* BEGIN PAGE *
Fleming Family - Norman Ancestry

The Norman Family of Fleming

Researching the Norman Ancestry of the Fleming Family

Before I began in earnest to study the history of the Baron Slane peerage, I had more or less accepted the tradition which claims that the Flemings of Ireland are mostly descended from the Flemish mercenaries who came to the island from Wales in the retinue of Strongbow in 1170. I supposed that my paternal ancestor was a soldier who, after his bloody work was done, remained in Ireland and eventually adopted “Fleming” as his surname. The ancestor of the noble Fleming family of Slane, however, turned out to be a baron in the court of Henry II, Erkenbald le Fleming, who was anything but a common soldier. According to the nineteenth-century genealogist Sir Bernard Burke, Erkenbald’s father was Stephen fitz Archembald of Bratton Fleming, a man I had little trouble actually finding in the ancient records. He is recorded under the name of Stephanus filius Erchembaldi. In 1130 he paid a fine of 10 silver marks. Stephen’s father is called “Archembald, a nobleman of Flanders” by Burke in his Genealogical History of the Dormant, Abeyant, Forfeited, and Extinct Peerages of the British Empire, although no references are given to any specific documents that would substantiate his noblesse. Luckily, Stephen’s father is very much in evidence in Domesday Book 1086, but under the name of Erchenbald. And further research into ancient Norman documents shows that, prior to the Norman conquest of England, this Erchenbald was indeed a Flemish nobleman in the court of Duke William of Normandy.
* END PAGE *
### WRITTEN EXERCISE:
Carry on the account of the Fleming family's Norman ancestry, starting right after its last sentence.
* BEGIN DATA *
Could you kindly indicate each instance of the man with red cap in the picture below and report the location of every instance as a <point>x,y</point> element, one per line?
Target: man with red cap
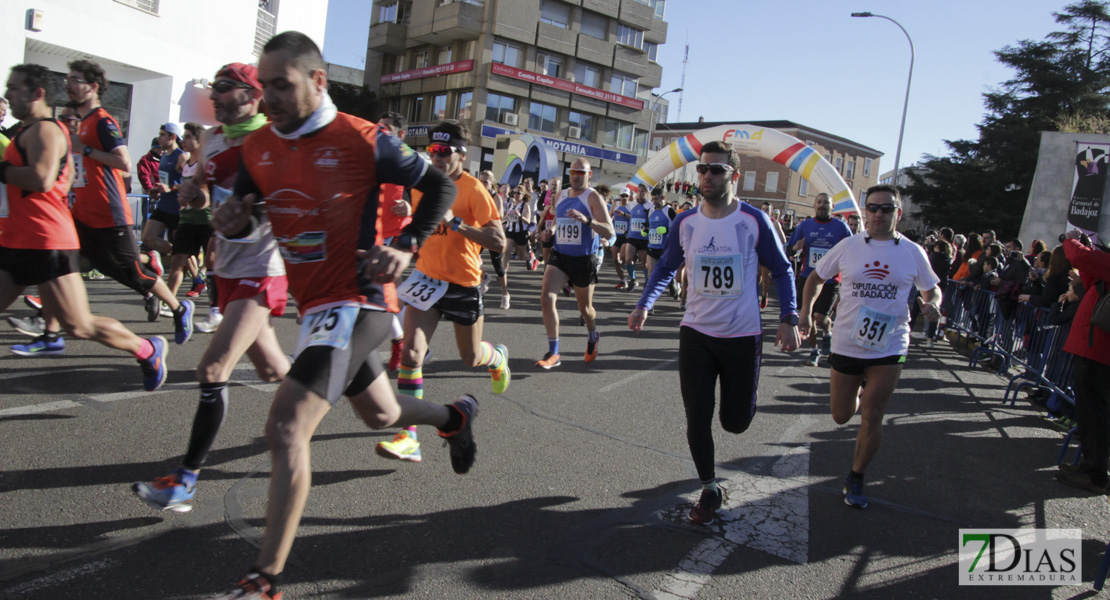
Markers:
<point>249,285</point>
* END DATA *
### REPLY:
By the time I had worked my way back to the progenitor of the noble Fleming family of Slane, I began to realize that the ancient Flemings of the British Isles could have possibly belonged to a single family. Perhaps the tradition concerning a multitude of Fleming family progenitors was completely wrong. Had there been only one? Had the Erchenbald who is recorded in Domesday Book been the first Fleming? Only the result of a conscientious examination of the entire collection of surviving medieval records could be offered as proof.


Having recently conducted such a survey of the ancient records with respect to the Fleming surname, I am more convinced than ever that practically all of the Flemings of the British Isles in medieval times were members of a single extended family. I am thus convinced that a majority of the Flemings living today are cousins, however distantly related they may be. I have prepared this website which concerns the genealogy of the early Flemings specifically for these descendants of Erkenbald the Fleming. The scroll screen below shows the results of my research.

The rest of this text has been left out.